• _Exercise description_
Among the entries that follow, count the lines with the word "pixels" and report the number by itself.
──────── Source data ────────
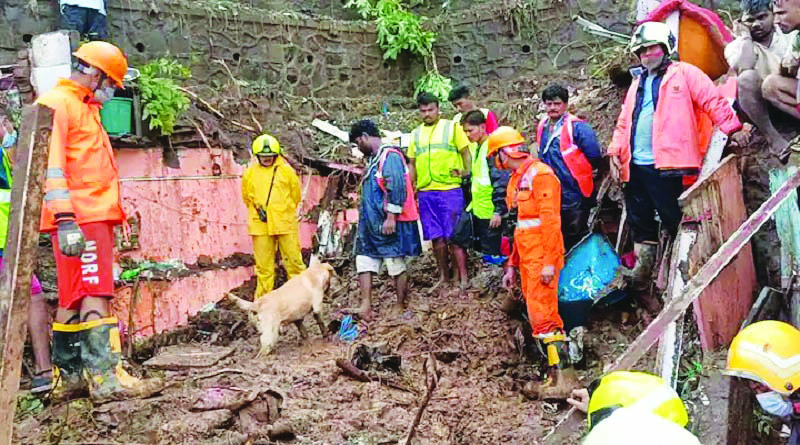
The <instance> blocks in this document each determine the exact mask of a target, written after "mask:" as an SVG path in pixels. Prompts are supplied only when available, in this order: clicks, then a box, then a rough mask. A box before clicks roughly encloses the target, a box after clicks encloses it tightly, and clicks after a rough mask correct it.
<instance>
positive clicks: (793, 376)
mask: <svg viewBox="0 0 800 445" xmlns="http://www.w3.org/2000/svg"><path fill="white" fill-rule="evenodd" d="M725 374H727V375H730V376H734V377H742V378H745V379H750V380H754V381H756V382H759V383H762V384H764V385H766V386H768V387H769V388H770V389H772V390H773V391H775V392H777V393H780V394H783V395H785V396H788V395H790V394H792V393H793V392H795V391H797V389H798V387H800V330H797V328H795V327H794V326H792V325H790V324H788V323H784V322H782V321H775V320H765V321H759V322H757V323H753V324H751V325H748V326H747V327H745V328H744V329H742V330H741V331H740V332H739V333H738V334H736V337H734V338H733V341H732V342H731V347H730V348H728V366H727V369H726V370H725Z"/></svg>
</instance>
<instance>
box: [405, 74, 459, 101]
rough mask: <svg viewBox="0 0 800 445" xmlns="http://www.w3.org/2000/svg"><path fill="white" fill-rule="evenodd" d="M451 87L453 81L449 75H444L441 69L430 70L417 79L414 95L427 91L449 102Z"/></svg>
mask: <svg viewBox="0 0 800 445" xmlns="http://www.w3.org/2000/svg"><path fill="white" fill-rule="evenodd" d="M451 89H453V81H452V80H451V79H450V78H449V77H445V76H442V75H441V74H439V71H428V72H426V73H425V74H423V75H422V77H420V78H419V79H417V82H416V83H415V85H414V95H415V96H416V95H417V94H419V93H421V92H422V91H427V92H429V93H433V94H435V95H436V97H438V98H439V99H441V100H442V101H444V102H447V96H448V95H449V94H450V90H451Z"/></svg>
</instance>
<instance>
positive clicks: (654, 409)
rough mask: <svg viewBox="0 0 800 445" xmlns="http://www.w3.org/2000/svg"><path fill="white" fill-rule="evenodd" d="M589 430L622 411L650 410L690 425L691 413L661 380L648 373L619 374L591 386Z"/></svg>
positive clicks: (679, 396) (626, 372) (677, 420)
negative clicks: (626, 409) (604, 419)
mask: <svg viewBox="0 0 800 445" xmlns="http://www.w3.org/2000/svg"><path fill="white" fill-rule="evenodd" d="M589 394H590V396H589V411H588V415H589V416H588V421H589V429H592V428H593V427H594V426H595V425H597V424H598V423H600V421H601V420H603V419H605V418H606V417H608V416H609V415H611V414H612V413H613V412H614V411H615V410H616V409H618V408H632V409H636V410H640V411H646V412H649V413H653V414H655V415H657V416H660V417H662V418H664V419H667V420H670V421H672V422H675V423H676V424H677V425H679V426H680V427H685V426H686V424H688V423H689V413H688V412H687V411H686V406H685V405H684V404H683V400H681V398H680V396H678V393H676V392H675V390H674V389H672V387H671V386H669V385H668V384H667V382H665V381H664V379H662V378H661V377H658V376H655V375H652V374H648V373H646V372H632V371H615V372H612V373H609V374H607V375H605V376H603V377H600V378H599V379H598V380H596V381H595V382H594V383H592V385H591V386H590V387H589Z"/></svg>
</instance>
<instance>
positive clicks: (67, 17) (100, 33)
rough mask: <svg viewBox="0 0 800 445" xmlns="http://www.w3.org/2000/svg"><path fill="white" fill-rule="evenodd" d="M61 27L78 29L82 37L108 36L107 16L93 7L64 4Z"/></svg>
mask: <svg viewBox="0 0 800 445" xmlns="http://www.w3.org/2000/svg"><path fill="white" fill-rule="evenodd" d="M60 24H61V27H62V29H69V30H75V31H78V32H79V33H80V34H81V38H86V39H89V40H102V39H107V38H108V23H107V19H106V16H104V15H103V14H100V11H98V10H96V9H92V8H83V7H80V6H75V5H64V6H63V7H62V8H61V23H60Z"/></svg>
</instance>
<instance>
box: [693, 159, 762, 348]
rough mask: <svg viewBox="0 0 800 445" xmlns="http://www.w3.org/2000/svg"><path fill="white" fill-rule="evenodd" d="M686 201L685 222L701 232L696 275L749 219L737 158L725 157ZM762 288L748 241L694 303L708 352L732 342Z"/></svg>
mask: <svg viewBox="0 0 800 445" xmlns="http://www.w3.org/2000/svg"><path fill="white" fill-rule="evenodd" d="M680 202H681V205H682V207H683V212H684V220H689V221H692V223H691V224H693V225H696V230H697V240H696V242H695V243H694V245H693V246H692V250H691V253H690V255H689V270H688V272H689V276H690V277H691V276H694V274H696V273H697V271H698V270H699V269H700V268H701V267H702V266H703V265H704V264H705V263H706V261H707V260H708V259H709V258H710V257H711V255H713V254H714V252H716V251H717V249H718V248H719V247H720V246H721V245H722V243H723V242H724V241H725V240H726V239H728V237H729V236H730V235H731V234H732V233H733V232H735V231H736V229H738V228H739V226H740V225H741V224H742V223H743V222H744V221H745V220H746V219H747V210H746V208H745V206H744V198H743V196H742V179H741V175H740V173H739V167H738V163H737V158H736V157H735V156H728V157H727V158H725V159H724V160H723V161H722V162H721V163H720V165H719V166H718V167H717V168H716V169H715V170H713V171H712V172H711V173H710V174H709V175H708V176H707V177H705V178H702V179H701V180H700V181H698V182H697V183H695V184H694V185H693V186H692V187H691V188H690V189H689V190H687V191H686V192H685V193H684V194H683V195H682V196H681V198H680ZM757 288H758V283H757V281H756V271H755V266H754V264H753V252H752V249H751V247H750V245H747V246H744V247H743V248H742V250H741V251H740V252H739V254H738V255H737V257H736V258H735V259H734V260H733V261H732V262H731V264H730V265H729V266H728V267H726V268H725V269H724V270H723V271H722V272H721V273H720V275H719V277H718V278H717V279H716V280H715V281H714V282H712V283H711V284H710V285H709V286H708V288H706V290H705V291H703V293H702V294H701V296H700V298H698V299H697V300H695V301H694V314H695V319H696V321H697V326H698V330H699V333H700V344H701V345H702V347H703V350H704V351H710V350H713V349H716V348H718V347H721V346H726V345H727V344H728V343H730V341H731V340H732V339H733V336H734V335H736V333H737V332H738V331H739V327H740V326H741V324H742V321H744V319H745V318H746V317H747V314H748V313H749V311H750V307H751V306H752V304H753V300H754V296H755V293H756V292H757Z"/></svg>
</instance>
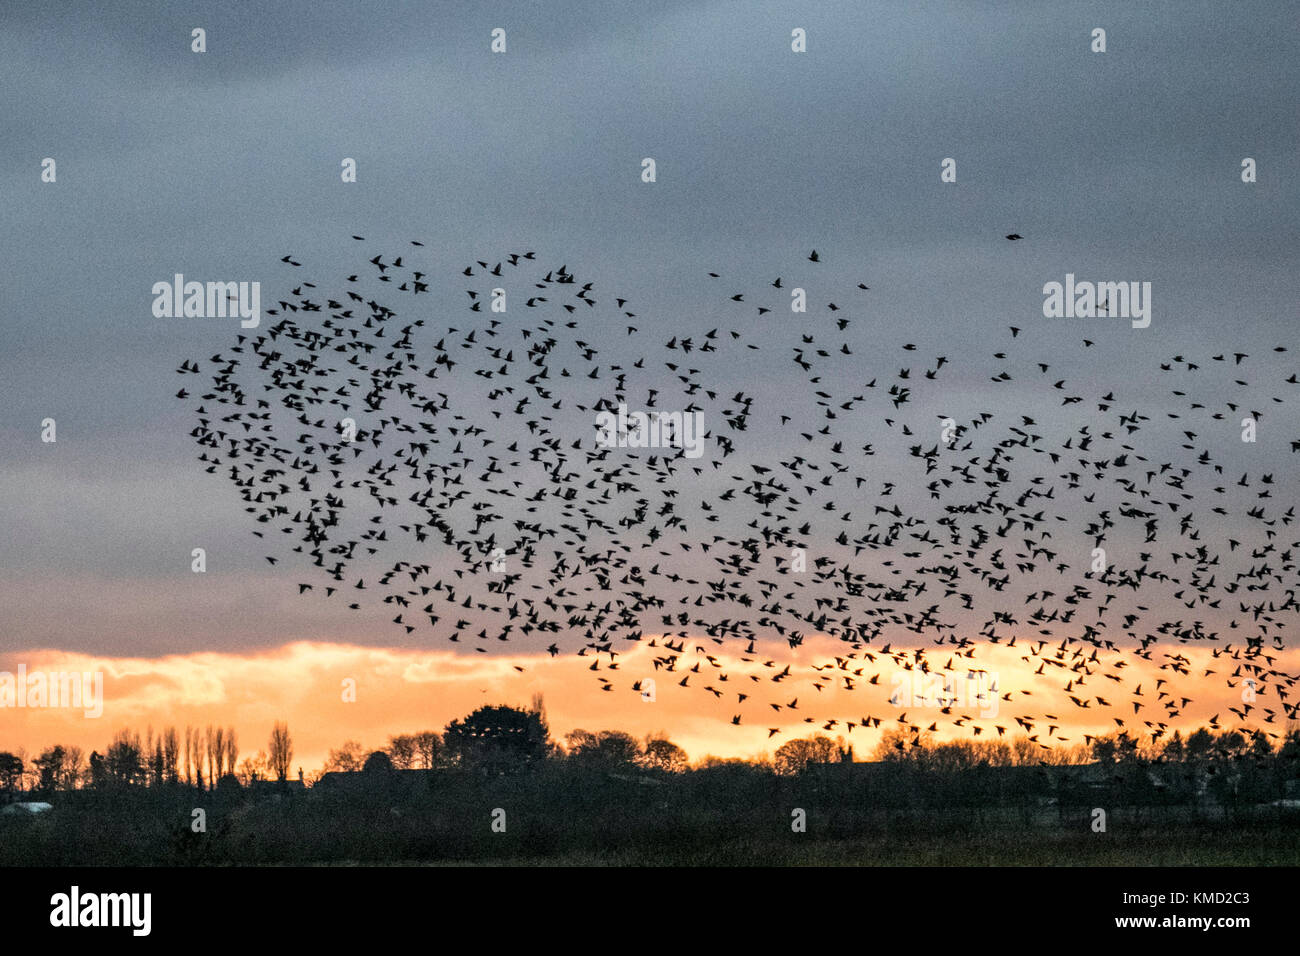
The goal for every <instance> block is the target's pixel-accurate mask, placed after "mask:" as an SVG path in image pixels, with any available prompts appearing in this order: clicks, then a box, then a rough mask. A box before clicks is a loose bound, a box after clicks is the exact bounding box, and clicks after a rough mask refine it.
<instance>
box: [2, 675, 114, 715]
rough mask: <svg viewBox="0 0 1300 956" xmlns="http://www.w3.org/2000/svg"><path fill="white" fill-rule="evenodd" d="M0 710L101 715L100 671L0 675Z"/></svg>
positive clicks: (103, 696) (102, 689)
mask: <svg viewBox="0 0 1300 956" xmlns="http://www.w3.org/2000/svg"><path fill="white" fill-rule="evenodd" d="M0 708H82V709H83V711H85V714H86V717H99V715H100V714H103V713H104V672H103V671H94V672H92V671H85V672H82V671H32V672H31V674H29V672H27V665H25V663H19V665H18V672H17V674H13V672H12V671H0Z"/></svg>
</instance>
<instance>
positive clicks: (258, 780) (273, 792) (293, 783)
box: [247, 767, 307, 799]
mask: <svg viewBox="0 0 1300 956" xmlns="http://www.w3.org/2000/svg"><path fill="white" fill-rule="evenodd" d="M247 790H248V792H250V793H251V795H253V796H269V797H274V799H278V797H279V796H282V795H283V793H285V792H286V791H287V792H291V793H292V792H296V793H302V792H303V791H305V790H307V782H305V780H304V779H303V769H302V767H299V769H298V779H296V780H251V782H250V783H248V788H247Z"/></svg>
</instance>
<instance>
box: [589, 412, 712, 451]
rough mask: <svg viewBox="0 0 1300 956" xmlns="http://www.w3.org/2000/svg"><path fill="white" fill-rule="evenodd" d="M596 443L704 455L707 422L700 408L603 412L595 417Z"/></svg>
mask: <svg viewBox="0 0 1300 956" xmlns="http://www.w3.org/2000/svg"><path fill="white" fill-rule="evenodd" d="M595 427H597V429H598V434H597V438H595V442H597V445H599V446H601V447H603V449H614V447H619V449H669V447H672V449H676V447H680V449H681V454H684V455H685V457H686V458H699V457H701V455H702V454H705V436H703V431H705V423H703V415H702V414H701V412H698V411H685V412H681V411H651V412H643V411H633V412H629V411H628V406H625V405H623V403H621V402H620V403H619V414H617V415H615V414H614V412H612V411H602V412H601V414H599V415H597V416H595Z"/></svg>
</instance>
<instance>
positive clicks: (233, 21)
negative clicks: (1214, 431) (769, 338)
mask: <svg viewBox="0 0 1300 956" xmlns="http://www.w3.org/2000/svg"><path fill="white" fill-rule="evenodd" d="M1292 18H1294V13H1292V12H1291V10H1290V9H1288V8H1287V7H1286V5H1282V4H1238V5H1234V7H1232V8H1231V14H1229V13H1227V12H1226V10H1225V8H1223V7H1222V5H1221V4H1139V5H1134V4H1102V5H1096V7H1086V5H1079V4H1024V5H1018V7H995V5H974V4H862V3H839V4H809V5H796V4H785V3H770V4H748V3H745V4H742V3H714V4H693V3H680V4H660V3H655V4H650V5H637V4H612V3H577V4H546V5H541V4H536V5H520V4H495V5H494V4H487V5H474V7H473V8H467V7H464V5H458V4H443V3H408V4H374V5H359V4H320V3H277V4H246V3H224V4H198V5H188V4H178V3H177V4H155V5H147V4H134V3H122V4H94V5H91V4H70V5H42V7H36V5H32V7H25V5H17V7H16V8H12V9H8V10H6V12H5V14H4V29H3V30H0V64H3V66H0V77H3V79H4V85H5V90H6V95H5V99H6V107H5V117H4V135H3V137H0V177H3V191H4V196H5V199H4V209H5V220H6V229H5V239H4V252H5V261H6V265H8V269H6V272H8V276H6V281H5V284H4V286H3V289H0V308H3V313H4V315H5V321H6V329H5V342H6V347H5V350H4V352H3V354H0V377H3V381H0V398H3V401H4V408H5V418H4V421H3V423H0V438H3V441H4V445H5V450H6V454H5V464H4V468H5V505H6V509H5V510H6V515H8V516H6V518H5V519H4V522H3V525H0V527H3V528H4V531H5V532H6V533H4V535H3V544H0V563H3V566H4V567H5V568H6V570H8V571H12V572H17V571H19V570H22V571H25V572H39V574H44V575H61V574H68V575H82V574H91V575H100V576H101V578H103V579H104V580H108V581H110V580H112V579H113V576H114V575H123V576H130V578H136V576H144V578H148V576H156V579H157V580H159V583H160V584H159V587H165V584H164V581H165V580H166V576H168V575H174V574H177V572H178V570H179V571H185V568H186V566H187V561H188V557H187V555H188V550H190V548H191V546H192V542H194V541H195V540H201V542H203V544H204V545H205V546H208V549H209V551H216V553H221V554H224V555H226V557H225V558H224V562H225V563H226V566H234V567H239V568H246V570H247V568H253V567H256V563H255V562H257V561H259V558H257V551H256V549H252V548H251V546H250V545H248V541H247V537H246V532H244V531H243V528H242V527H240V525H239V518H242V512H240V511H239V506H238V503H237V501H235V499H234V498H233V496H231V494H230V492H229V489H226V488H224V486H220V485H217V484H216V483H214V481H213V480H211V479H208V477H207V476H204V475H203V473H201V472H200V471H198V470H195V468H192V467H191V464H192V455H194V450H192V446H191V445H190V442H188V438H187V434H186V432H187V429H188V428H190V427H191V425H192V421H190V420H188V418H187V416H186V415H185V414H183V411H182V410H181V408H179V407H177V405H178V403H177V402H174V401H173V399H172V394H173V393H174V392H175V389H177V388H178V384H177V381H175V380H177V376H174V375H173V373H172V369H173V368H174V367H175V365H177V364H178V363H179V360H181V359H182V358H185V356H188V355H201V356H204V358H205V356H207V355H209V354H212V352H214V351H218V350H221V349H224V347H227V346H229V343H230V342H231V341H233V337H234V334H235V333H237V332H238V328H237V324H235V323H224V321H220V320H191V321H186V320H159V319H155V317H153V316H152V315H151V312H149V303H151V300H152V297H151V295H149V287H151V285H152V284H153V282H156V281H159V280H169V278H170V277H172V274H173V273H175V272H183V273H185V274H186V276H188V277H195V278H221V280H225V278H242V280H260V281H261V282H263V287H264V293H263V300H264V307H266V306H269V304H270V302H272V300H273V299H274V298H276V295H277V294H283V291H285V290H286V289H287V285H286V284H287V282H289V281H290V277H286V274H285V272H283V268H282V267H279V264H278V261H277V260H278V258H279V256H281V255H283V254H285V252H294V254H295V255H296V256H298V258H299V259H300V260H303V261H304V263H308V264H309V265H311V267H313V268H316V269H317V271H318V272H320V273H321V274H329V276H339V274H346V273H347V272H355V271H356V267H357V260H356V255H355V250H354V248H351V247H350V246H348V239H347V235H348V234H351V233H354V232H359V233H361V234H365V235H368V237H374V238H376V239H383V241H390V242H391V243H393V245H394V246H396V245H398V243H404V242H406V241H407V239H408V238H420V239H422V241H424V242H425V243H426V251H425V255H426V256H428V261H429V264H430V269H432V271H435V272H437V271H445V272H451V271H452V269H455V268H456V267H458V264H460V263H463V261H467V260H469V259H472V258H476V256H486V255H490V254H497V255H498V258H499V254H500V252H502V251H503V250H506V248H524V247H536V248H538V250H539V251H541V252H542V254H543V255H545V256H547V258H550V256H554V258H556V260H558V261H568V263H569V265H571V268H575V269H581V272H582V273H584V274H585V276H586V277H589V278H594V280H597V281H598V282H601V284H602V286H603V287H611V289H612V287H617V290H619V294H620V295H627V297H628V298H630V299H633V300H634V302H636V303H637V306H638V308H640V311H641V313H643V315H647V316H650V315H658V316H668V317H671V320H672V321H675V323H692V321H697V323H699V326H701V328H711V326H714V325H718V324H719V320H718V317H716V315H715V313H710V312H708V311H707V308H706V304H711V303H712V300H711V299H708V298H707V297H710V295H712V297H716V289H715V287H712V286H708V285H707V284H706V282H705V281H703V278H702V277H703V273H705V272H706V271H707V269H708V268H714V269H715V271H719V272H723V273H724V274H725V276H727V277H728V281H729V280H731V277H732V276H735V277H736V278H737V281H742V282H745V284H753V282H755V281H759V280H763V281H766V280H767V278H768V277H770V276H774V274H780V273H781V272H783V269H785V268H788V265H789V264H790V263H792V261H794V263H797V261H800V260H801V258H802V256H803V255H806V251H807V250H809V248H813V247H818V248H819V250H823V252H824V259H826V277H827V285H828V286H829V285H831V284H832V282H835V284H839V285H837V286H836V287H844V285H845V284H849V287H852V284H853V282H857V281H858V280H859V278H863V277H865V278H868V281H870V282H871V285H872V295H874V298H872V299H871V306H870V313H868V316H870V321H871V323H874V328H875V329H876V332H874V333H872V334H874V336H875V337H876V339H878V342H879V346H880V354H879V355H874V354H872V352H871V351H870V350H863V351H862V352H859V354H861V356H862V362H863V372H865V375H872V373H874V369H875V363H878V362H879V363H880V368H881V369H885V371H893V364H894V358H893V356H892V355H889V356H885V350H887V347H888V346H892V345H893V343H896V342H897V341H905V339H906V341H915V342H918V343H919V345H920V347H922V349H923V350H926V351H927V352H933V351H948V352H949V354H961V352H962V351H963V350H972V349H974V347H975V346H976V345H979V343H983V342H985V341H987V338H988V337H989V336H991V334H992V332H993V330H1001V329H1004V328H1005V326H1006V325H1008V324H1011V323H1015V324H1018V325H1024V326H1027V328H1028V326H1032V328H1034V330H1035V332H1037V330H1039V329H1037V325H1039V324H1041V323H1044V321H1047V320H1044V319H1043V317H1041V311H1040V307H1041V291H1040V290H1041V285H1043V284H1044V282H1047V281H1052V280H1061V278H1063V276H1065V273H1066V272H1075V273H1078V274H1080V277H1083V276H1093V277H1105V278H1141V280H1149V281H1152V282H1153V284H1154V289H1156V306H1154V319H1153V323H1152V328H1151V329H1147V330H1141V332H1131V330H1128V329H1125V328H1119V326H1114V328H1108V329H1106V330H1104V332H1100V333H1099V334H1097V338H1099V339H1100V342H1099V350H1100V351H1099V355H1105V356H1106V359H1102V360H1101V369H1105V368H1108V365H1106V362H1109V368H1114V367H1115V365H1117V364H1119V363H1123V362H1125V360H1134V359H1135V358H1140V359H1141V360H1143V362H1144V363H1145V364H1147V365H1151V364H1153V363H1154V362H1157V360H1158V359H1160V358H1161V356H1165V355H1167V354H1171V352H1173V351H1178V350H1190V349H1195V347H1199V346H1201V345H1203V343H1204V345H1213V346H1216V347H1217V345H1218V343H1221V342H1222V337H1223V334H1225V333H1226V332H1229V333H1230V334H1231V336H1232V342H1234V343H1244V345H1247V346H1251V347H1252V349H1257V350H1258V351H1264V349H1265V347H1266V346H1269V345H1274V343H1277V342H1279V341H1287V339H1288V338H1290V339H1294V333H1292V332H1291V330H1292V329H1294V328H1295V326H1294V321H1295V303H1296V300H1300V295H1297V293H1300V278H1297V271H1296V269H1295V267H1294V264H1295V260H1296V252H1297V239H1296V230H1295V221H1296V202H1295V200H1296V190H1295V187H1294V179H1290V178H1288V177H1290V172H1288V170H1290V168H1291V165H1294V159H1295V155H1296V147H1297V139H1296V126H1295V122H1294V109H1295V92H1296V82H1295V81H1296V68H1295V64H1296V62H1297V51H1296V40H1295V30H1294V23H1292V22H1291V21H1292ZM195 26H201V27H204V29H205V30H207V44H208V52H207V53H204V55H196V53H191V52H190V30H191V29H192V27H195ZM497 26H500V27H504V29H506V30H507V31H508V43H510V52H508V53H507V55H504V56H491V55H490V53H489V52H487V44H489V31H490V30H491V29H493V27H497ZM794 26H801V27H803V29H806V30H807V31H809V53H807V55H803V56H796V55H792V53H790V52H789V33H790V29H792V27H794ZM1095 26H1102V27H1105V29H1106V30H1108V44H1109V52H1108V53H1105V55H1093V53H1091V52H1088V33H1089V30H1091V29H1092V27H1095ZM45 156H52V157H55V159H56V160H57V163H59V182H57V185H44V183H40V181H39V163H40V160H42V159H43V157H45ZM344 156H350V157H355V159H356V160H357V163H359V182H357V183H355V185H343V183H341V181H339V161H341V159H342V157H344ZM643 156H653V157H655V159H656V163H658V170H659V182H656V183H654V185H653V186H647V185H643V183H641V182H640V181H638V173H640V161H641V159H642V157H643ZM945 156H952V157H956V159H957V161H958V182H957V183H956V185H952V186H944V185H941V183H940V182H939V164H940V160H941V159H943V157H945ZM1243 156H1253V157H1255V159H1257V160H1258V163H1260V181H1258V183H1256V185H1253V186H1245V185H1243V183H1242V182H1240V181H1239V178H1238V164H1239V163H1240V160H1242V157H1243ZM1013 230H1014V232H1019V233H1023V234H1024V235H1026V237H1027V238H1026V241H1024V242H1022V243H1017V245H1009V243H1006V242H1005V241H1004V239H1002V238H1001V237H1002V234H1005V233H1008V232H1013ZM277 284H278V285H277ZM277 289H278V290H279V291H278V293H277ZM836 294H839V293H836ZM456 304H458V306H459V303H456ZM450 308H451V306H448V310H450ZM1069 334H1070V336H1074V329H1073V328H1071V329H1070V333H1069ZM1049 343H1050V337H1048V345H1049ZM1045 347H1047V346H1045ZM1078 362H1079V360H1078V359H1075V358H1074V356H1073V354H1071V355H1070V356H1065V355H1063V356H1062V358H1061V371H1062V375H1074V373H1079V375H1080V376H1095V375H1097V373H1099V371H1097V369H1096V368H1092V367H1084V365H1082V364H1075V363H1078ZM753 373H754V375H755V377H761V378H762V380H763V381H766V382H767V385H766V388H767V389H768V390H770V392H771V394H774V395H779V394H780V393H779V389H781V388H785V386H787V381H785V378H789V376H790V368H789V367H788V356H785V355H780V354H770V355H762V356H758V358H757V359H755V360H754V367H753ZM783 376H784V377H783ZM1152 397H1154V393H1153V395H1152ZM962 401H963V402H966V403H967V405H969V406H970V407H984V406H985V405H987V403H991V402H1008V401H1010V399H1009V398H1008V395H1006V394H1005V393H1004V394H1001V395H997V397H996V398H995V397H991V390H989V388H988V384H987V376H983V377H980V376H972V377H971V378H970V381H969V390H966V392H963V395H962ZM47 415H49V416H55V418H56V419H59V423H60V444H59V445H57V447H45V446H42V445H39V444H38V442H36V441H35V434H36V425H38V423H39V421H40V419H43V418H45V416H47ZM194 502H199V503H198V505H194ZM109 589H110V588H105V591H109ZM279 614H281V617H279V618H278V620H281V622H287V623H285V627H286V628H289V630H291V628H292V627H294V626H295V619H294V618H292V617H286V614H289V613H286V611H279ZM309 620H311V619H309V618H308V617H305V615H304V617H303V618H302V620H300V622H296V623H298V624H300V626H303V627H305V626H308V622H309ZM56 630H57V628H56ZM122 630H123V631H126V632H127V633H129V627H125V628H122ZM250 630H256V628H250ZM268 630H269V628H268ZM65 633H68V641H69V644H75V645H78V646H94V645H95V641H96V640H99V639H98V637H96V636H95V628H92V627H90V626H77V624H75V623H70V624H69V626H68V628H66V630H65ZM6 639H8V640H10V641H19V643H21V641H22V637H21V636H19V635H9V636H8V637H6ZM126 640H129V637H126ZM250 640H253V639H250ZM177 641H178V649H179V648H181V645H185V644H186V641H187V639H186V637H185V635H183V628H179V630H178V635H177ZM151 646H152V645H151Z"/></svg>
────────
• _Written response_
2